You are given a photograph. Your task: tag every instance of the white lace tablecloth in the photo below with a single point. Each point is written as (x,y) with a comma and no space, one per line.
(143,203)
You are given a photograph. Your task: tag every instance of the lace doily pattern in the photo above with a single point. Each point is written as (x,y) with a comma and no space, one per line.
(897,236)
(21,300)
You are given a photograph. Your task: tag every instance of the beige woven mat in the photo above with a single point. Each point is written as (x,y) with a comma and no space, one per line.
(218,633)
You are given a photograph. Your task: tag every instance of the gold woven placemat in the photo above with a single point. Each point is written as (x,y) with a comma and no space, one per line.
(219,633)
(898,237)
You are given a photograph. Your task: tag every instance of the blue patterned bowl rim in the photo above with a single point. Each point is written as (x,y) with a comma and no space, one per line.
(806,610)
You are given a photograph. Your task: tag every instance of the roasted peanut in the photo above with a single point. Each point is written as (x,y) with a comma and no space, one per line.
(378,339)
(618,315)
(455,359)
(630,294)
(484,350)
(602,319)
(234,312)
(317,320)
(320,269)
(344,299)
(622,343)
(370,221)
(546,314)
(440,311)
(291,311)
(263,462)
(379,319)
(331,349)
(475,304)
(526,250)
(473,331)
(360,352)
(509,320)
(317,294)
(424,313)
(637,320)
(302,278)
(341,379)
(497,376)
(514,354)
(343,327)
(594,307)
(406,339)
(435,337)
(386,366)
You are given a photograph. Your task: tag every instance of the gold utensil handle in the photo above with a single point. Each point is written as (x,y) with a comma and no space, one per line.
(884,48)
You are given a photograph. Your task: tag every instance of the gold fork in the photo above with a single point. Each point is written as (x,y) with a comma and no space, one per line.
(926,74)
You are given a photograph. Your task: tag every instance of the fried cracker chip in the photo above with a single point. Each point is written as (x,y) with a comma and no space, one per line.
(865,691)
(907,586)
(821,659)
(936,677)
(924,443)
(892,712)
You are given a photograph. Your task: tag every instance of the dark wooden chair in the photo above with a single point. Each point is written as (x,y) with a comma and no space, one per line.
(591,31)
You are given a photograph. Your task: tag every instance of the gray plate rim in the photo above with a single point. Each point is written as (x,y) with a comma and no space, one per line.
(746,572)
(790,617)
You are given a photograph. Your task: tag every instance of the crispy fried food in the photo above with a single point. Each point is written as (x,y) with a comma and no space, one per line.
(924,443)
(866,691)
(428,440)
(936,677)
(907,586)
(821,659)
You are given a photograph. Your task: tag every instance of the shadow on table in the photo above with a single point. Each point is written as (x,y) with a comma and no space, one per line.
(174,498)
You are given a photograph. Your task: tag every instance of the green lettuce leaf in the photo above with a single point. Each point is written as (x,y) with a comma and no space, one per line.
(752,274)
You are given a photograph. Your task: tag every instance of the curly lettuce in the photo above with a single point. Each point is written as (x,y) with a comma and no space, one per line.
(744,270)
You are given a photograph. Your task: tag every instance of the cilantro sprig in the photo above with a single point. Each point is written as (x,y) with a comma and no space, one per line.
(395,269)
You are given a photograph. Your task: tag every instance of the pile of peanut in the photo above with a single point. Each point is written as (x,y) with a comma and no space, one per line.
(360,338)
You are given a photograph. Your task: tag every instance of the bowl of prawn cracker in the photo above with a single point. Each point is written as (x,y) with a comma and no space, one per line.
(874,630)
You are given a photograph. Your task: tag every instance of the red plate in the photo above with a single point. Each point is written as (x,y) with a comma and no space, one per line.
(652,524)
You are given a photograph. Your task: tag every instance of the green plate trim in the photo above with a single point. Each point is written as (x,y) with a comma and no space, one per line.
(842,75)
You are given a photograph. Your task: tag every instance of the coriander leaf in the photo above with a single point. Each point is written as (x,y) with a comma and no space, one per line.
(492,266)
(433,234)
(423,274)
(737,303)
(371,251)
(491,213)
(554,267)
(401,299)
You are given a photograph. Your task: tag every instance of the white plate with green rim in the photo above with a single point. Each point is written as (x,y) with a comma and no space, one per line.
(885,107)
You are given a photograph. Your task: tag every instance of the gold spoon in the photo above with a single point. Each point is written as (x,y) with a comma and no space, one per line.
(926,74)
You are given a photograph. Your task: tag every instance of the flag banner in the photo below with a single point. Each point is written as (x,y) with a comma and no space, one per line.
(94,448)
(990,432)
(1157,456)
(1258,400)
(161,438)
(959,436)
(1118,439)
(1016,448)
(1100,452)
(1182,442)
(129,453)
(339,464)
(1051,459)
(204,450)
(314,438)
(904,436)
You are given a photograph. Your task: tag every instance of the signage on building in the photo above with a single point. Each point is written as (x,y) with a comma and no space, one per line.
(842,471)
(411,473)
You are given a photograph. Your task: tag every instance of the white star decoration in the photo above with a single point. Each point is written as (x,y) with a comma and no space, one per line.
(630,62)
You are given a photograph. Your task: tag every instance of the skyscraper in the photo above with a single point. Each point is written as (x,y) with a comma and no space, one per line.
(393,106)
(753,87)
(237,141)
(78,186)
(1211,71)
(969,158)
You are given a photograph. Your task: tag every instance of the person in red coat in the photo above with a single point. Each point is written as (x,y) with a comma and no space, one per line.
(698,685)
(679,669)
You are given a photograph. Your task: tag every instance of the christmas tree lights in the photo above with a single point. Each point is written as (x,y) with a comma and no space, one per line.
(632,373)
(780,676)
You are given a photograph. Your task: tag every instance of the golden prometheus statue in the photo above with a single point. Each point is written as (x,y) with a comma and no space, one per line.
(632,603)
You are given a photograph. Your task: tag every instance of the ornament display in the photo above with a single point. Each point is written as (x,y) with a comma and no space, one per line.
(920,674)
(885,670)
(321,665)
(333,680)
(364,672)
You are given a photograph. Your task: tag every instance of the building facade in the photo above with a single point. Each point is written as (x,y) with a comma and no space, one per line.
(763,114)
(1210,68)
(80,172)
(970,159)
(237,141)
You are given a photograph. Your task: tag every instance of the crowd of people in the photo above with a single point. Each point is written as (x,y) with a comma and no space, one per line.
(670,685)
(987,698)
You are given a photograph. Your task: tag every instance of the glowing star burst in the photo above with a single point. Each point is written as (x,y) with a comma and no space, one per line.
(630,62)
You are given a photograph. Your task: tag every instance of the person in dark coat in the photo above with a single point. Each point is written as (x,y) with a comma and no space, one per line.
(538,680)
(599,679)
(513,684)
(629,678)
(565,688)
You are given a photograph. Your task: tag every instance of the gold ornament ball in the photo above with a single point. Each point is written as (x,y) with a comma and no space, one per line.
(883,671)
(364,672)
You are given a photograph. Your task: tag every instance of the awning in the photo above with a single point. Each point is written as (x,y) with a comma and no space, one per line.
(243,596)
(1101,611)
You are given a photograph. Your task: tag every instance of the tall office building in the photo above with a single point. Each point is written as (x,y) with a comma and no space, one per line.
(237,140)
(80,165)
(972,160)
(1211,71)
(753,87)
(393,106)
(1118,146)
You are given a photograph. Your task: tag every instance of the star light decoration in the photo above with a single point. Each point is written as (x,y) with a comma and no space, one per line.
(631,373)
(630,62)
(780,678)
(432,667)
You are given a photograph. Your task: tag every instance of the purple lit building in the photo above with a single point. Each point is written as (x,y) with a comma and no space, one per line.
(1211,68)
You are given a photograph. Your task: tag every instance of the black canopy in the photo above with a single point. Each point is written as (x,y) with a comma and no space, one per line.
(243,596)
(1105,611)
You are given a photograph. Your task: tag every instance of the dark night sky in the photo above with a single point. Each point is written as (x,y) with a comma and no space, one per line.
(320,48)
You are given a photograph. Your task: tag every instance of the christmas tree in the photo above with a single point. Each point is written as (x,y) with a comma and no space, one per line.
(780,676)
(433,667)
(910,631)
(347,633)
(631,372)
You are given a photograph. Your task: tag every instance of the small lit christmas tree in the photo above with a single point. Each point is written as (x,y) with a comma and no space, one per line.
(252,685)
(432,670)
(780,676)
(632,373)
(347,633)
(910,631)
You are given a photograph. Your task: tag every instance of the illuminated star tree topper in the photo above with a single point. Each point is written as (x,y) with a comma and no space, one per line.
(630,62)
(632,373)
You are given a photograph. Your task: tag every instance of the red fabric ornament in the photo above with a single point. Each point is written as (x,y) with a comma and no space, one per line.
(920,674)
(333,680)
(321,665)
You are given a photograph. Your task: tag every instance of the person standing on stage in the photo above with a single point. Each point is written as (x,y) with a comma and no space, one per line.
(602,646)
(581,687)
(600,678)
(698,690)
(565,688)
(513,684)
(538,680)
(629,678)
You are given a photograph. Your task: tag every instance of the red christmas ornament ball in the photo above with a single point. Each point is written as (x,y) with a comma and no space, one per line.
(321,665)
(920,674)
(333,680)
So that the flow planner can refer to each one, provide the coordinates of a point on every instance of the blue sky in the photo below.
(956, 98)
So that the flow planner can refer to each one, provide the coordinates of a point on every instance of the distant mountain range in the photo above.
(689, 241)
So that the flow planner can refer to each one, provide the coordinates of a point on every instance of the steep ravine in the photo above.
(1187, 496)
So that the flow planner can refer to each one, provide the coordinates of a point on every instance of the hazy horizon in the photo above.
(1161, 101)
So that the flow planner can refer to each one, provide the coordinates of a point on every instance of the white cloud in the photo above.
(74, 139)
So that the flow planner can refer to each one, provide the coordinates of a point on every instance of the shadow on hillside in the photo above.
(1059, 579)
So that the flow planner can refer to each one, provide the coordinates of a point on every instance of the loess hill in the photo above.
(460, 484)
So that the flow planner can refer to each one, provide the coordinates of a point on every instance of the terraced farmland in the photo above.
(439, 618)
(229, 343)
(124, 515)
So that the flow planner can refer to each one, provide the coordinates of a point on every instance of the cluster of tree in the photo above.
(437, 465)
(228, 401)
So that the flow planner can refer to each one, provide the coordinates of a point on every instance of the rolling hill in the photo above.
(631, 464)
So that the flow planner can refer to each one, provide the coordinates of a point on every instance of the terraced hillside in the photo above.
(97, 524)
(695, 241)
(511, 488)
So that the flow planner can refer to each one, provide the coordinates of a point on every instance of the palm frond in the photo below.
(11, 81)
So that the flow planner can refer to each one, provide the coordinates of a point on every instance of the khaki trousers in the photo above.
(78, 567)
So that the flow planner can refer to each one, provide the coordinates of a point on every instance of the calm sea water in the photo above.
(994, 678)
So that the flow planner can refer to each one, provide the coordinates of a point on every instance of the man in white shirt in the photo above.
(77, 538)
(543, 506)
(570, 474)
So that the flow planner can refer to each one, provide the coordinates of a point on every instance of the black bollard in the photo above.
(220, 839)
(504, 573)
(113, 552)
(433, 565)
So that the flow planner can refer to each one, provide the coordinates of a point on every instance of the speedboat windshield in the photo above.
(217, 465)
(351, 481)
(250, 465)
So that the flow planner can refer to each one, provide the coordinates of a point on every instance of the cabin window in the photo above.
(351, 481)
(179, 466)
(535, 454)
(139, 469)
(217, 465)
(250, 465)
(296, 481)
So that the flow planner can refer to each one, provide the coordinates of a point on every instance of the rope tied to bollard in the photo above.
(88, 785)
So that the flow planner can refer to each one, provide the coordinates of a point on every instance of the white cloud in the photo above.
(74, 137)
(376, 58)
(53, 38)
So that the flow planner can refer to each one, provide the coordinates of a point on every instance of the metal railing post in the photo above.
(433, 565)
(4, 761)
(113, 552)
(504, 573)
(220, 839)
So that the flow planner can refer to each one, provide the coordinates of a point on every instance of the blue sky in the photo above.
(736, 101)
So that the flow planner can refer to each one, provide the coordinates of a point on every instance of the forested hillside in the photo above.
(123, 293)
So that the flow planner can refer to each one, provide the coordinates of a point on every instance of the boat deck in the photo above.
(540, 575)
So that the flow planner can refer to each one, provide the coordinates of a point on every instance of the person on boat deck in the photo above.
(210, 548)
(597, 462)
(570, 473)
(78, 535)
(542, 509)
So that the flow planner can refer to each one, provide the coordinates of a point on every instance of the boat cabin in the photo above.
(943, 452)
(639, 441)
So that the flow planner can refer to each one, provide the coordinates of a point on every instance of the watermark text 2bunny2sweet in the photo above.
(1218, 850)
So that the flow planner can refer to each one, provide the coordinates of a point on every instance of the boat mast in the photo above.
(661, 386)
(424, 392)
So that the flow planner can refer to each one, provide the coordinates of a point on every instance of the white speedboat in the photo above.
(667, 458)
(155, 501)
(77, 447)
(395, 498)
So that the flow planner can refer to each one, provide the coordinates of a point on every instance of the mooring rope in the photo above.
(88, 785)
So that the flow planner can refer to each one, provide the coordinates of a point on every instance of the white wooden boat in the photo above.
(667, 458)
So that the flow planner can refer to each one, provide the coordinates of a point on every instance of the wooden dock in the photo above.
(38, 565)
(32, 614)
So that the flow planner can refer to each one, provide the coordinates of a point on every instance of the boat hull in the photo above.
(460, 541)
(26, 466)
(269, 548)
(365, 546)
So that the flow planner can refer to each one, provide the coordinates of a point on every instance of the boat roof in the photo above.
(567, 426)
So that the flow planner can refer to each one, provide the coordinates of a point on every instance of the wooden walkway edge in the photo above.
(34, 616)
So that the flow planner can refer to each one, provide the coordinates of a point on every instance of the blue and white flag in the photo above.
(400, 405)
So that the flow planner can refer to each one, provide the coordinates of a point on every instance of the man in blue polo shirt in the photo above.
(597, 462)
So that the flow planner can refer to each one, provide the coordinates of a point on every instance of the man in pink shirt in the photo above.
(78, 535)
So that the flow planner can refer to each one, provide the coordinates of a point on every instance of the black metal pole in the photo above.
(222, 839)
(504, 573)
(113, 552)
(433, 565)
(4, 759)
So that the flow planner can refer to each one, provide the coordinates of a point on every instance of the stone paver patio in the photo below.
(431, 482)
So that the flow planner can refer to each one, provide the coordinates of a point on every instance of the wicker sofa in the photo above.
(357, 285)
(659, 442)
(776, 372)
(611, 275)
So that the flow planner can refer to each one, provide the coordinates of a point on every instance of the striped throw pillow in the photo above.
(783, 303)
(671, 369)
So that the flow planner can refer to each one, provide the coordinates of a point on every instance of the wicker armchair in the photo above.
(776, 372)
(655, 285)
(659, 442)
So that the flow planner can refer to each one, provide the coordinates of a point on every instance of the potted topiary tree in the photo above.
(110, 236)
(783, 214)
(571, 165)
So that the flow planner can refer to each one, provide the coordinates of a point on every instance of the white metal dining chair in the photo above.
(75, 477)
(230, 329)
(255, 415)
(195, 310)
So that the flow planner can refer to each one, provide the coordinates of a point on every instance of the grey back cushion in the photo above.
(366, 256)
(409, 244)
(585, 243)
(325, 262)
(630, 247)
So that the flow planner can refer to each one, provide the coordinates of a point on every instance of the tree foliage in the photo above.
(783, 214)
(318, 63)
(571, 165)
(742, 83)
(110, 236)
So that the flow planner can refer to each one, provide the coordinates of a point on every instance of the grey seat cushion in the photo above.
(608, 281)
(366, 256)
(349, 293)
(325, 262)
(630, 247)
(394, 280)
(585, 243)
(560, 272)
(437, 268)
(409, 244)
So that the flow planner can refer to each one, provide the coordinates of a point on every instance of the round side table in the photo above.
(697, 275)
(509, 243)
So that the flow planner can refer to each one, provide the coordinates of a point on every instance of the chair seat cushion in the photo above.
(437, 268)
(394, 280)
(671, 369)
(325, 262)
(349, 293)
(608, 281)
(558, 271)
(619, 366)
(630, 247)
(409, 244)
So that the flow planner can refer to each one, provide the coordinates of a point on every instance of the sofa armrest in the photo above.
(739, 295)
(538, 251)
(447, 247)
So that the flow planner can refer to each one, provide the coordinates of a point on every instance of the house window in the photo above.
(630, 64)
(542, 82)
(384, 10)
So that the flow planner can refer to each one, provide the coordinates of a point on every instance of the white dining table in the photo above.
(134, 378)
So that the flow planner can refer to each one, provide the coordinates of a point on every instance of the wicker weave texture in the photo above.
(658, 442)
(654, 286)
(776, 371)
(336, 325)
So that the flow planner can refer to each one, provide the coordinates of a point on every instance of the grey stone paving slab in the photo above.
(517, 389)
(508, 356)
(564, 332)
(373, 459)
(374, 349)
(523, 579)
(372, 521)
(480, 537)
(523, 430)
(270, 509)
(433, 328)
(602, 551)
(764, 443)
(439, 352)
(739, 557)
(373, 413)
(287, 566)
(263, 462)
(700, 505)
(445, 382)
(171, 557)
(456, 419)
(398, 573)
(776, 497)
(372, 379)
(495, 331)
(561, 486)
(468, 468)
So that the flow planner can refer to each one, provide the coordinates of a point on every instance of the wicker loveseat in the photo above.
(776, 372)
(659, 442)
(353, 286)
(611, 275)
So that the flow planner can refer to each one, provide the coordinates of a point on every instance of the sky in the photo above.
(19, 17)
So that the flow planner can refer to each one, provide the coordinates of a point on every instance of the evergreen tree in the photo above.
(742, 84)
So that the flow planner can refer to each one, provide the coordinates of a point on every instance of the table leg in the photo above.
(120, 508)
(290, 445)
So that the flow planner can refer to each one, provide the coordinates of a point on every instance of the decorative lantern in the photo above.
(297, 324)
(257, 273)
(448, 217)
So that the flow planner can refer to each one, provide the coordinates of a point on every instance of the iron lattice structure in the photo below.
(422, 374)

• [PROBLEM DESCRIPTION] Would you set down exactly the lines from the line with "structure in the photo below." through the last one in the material?

• [TASK ANSWER]
So that the flow planner can refer to each one, provide the coordinates of a point on every instance of the iron lattice structure in the photo below.
(422, 374)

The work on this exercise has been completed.